[Start Provided entries]

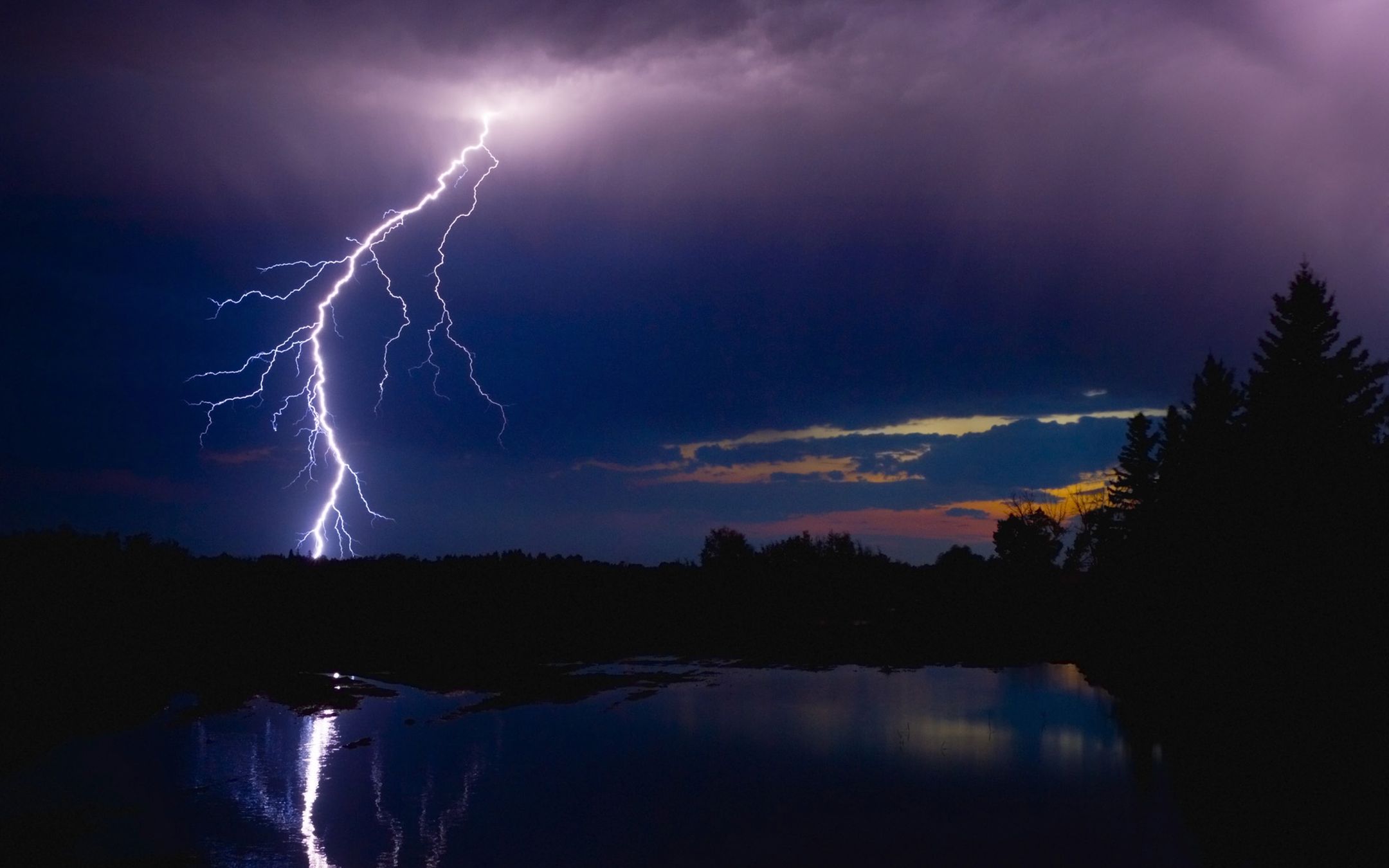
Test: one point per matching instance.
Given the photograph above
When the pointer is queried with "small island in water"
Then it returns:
(1204, 629)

[End Provided entries]

Reproduce each of the rows above word for word, leaving out the pictures.

Test: one point per matching instance.
Given the photograph above
When the pointer is queried with "small island in water"
Then it returns:
(1204, 629)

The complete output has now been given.